ABOUT THIS TASK
Omit every picture, then return each line of the data below exactly.

STUDY MATERIAL
****************************************
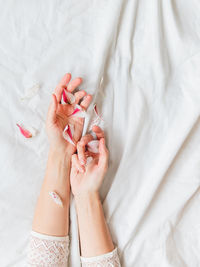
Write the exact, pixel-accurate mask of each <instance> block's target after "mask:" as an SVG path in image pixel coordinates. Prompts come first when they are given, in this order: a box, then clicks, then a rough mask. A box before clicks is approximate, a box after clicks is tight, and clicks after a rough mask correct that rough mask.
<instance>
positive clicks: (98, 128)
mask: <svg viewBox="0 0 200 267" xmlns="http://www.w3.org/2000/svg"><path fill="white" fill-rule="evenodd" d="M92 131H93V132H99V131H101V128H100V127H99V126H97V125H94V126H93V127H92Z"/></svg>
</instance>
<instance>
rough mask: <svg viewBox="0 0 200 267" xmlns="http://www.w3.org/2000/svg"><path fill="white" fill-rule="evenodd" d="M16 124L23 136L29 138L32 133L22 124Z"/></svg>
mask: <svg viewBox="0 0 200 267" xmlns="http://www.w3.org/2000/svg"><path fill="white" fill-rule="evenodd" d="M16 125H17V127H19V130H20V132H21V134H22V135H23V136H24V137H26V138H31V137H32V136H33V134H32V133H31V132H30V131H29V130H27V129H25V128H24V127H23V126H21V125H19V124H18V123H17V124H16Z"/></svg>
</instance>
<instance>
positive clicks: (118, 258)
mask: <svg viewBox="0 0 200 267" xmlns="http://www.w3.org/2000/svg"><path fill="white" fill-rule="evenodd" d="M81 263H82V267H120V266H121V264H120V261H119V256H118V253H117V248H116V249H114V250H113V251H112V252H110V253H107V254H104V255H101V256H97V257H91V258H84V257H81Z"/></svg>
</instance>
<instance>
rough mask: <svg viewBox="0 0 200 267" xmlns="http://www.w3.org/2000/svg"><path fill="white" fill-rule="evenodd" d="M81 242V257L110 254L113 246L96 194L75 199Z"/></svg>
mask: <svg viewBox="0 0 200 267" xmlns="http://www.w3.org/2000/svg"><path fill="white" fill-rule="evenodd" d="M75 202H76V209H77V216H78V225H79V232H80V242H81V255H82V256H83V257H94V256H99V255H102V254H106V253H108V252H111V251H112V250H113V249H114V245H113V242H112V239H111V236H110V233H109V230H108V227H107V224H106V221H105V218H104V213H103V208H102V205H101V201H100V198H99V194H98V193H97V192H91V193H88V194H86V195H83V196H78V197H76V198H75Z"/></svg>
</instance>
****************************************
SOLVED EXERCISE
Write the exact, pixel-accurate mask of each <instance> block's target after "mask:" as an SVG path in image pixel coordinates. Prompts come first when they are given, in this order: a box, then clicks, then a rough mask. A box before clicks is approximate, a box after clicks is tight, and clicks after a rough mask correct that rough mask.
<instance>
positive clicks: (98, 128)
mask: <svg viewBox="0 0 200 267" xmlns="http://www.w3.org/2000/svg"><path fill="white" fill-rule="evenodd" d="M92 131H93V132H99V131H101V128H100V127H99V126H97V125H94V126H93V127H92Z"/></svg>
</instance>
<instance>
rough mask: <svg viewBox="0 0 200 267" xmlns="http://www.w3.org/2000/svg"><path fill="white" fill-rule="evenodd" d="M16 124L23 136L29 138L32 133L22 124Z"/></svg>
mask: <svg viewBox="0 0 200 267" xmlns="http://www.w3.org/2000/svg"><path fill="white" fill-rule="evenodd" d="M16 125H17V127H19V130H20V132H21V134H22V135H23V136H24V137H26V138H31V137H32V136H33V134H32V133H31V132H30V131H29V130H27V129H25V128H24V127H23V126H21V125H19V124H18V123H17V124H16Z"/></svg>
</instance>
<instance>
positive clicks: (118, 258)
mask: <svg viewBox="0 0 200 267" xmlns="http://www.w3.org/2000/svg"><path fill="white" fill-rule="evenodd" d="M81 263H82V267H120V266H121V264H120V261H119V256H118V253H117V248H116V249H114V250H113V251H112V252H110V253H107V254H104V255H101V256H97V257H91V258H84V257H81Z"/></svg>
</instance>
<instance>
rough mask: <svg viewBox="0 0 200 267" xmlns="http://www.w3.org/2000/svg"><path fill="white" fill-rule="evenodd" d="M81 242V257L110 254L113 246L96 194L75 199Z"/></svg>
mask: <svg viewBox="0 0 200 267" xmlns="http://www.w3.org/2000/svg"><path fill="white" fill-rule="evenodd" d="M75 202H76V209H77V216H78V225H79V232H80V242H81V255H82V256H83V257H94V256H99V255H102V254H106V253H108V252H111V251H112V250H113V249H114V245H113V242H112V239H111V236H110V233H109V230H108V227H107V224H106V221H105V218H104V213H103V208H102V205H101V201H100V198H99V194H98V193H97V192H91V193H88V194H86V195H83V196H78V197H76V198H75Z"/></svg>
</instance>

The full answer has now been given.